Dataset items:
◆ ◆ ◆ ◆ ◆

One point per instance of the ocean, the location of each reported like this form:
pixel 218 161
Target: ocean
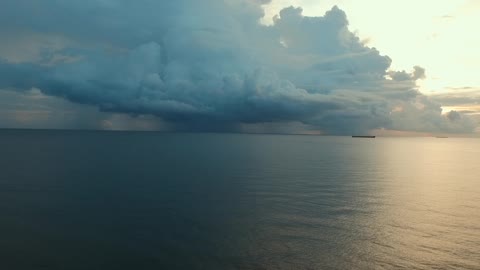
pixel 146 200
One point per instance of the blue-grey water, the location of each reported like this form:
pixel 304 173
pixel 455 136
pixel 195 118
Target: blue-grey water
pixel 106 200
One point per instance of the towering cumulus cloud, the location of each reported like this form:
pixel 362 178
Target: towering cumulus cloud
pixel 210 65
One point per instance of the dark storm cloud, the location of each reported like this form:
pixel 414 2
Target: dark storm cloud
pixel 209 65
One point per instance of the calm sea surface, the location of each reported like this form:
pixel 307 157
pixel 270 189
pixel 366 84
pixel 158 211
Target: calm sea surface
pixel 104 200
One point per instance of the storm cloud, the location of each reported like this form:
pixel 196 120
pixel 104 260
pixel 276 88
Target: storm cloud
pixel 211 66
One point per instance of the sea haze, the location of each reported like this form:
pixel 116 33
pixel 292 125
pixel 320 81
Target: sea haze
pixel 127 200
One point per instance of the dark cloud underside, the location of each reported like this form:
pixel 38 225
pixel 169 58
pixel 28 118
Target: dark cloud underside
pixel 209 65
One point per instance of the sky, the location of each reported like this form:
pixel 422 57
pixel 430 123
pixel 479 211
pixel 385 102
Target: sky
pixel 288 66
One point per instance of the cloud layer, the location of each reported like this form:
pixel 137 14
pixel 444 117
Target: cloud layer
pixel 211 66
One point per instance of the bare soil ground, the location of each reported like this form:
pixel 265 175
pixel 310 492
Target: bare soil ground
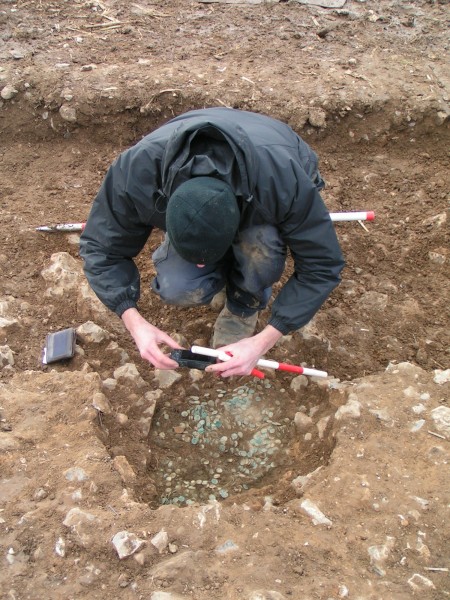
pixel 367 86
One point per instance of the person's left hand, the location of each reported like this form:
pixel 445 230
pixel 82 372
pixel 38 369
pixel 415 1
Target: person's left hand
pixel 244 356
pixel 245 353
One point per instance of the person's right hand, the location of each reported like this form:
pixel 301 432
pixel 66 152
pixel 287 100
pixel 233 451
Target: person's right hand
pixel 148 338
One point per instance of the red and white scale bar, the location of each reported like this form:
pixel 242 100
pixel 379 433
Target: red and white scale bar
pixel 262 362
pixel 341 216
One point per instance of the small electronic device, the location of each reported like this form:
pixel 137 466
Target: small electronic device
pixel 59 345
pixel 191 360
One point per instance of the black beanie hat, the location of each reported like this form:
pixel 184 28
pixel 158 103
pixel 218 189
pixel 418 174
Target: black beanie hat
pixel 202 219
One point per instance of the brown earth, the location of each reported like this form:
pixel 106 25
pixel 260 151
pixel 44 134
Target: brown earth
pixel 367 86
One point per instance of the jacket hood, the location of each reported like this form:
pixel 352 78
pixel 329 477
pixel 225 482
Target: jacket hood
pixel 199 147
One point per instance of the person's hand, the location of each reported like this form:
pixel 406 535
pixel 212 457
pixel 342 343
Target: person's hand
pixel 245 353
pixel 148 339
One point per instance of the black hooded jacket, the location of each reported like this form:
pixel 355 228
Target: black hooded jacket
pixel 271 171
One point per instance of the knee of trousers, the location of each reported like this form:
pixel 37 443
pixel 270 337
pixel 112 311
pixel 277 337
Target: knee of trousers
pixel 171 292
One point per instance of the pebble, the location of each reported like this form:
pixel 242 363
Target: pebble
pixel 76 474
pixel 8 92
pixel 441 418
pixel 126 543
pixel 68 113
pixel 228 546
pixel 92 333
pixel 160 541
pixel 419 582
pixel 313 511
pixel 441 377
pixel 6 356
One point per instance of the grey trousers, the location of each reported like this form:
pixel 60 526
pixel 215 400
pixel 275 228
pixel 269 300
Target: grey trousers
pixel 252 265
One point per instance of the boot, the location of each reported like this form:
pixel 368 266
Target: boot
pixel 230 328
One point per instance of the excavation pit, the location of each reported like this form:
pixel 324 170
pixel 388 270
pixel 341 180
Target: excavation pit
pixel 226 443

◆ ◆ ◆ ◆ ◆

- _What you will do_:
Transcribe all of the records above character for character. Exclude the pictures.

- _Output for this exercise_:
One point per instance of the ocean, the location of each reported like this form:
pixel 218 161
Target: ocean
pixel 146 200
One point per instance of the blue-grey water, the location of each reported like this form:
pixel 304 173
pixel 455 136
pixel 195 118
Target: blue-grey water
pixel 106 200
One point per instance of the towering cumulus cloud, the location of each reported like this form:
pixel 362 178
Target: towering cumulus cloud
pixel 210 65
One point per instance of the dark storm cloud, the location of each reported like this form:
pixel 414 2
Target: dark storm cloud
pixel 209 65
One point per instance of the calm sea surface, the location of each reported like this form:
pixel 307 157
pixel 270 189
pixel 366 84
pixel 158 211
Target: calm sea surface
pixel 104 200
One point per instance of the storm cloud, the location of each reported like this form:
pixel 196 120
pixel 104 260
pixel 276 88
Target: storm cloud
pixel 211 66
One point per instance of the sea haze, the location of each reported like this form:
pixel 116 33
pixel 292 125
pixel 320 81
Target: sea haze
pixel 127 200
One point per instance of the dark cloud underside, the location of each reported like this form:
pixel 38 225
pixel 169 58
pixel 28 118
Target: dark cloud underside
pixel 209 65
One point per instance of the sky, the location of each reported like this form:
pixel 422 57
pixel 430 123
pixel 479 211
pixel 385 102
Target: sky
pixel 288 66
One point per instance of the cloud layer, the location of each reported like this form:
pixel 137 14
pixel 444 117
Target: cloud layer
pixel 211 66
One point per instance of the bare soil ground, the location of each reported like this form:
pixel 265 175
pixel 310 492
Target: bare soil ground
pixel 367 86
One point per instance of the person's left hand, the location of each reported like this form:
pixel 445 230
pixel 82 372
pixel 38 369
pixel 415 1
Target: person's left hand
pixel 244 356
pixel 245 353
One point per instance of the person's right hand, the location of each reported like this form:
pixel 301 432
pixel 66 152
pixel 287 100
pixel 233 451
Target: person's right hand
pixel 148 338
One point per instance of the red and white scale bar, the location of each reported like this form:
pixel 242 100
pixel 379 433
Target: red and white scale bar
pixel 262 362
pixel 341 216
One point per instance of the small electronic device, the location of each reported like this form:
pixel 137 466
Target: small electronic device
pixel 59 345
pixel 191 360
One point per instance of the black beanie hat, the location of each reported like this form:
pixel 184 28
pixel 158 103
pixel 218 189
pixel 418 174
Target: black beanie hat
pixel 202 219
One point per instance of the brown earth, the location of each reported like this form:
pixel 106 25
pixel 260 151
pixel 44 134
Target: brown earth
pixel 367 86
One point per instance of the jacket hood, the location of each reported like this form:
pixel 352 78
pixel 329 477
pixel 225 482
Target: jacket hood
pixel 199 147
One point per instance of the person's hand, the location of each reported like this form:
pixel 406 535
pixel 212 457
pixel 342 343
Target: person's hand
pixel 245 353
pixel 148 339
One point per instance of the black hooded jacket, the location of each reported like this form:
pixel 355 228
Target: black hooded jacket
pixel 271 171
One point per instance of the knee of trousers, the location of each reported like this form:
pixel 37 443
pixel 270 337
pixel 112 311
pixel 277 337
Target: knee of trousers
pixel 171 292
One point per instance of the pebble, the location of each reported like this form:
pixel 242 363
Target: pebble
pixel 76 474
pixel 8 92
pixel 441 418
pixel 126 543
pixel 68 113
pixel 228 546
pixel 92 333
pixel 160 541
pixel 419 582
pixel 313 511
pixel 441 377
pixel 6 356
One point per instance of the grey trousers, the location of each reported like this form:
pixel 60 526
pixel 215 400
pixel 275 228
pixel 269 300
Target: grey trousers
pixel 252 265
One point per instance of the boot, the location of each reported like this form:
pixel 368 266
Target: boot
pixel 230 328
One point per instance of the excavation pit, the location of each reported like this form:
pixel 324 170
pixel 388 270
pixel 341 180
Target: excavation pit
pixel 226 443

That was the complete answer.